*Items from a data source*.

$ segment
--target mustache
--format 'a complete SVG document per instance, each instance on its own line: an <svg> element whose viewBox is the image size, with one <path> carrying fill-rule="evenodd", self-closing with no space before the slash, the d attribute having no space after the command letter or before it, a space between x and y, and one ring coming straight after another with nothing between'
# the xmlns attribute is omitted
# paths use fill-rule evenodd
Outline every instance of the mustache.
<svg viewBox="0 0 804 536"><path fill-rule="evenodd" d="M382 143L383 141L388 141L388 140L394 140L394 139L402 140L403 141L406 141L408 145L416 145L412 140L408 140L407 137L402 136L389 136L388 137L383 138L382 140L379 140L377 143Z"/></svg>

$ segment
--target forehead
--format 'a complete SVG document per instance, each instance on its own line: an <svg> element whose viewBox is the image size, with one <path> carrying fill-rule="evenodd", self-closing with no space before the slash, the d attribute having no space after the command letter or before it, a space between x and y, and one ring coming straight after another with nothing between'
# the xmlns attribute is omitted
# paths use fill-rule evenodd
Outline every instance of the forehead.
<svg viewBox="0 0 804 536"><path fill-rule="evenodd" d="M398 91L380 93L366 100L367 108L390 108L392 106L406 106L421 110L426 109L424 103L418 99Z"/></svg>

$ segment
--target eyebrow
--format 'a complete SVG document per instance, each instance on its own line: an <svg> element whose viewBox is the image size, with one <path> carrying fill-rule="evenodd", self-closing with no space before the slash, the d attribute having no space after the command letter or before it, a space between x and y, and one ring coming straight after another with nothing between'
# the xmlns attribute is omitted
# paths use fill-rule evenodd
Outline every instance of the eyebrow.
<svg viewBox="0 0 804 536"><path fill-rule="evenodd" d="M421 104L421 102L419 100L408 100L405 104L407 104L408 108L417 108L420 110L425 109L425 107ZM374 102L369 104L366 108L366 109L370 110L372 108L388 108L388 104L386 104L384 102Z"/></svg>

*Stated goal*.
Rewrite every line of the records above as a Markdown table with two columns, Row and Line, numbering the rows and leaving out blank lines.

*Response*.
| Row | Line |
|---|---|
| 1 | $ segment |
| 2 | --target mustache |
| 3 | --format 'a complete SVG document per instance, each instance on its own line: an <svg> element whose viewBox is the image size, with one <path> carrying fill-rule="evenodd", self-closing with no space before the slash, the d attribute having no space after the command letter or before it, a space between x and y, and one ring coming straight after another with nothing between' |
| 4 | # the xmlns attribute is omitted |
| 5 | # paths use fill-rule evenodd |
| 6 | Outline every instance of the mustache. |
| 7 | <svg viewBox="0 0 804 536"><path fill-rule="evenodd" d="M382 143L383 141L388 141L388 140L394 140L394 139L402 140L403 141L406 141L408 145L416 145L412 140L408 140L407 137L402 136L389 136L388 137L383 138L382 140L379 140L377 143Z"/></svg> |
| 8 | $ segment |
| 9 | --target forehead |
| 10 | --format 'a complete SVG document per instance, each instance on its own line: an <svg> element whose viewBox is the image size, with one <path> carrying fill-rule="evenodd", self-closing with no space before the slash, the d attribute having no space after the command letter or before it, a space between x and y, and one ring coming straight after another with nothing between' |
| 11 | # the xmlns attribute is omitted |
| 12 | # paths use fill-rule evenodd |
| 13 | Outline every instance of the forehead. |
| 14 | <svg viewBox="0 0 804 536"><path fill-rule="evenodd" d="M398 91L380 93L366 100L367 108L390 108L392 106L406 106L421 110L426 109L424 103L418 99Z"/></svg> |
| 15 | $ segment |
| 16 | --target eyebrow |
| 17 | --format 'a complete SVG document per instance, each instance on its own line: an <svg> element whose viewBox is the image size, with one <path> carrying fill-rule="evenodd", self-closing with no space before the slash, the d attribute having no space after the command letter or before it, a space between x and y, and one ring coming straight after another with nothing between' |
| 18 | # the xmlns attribute is omitted |
| 19 | # paths use fill-rule evenodd |
| 20 | Outline every instance of the eyebrow. |
| 21 | <svg viewBox="0 0 804 536"><path fill-rule="evenodd" d="M421 104L421 102L419 100L408 100L405 104L407 104L408 108L417 108L420 110L425 109L425 107ZM374 102L369 104L366 108L366 109L370 110L372 108L388 108L388 104L386 104L384 102Z"/></svg> |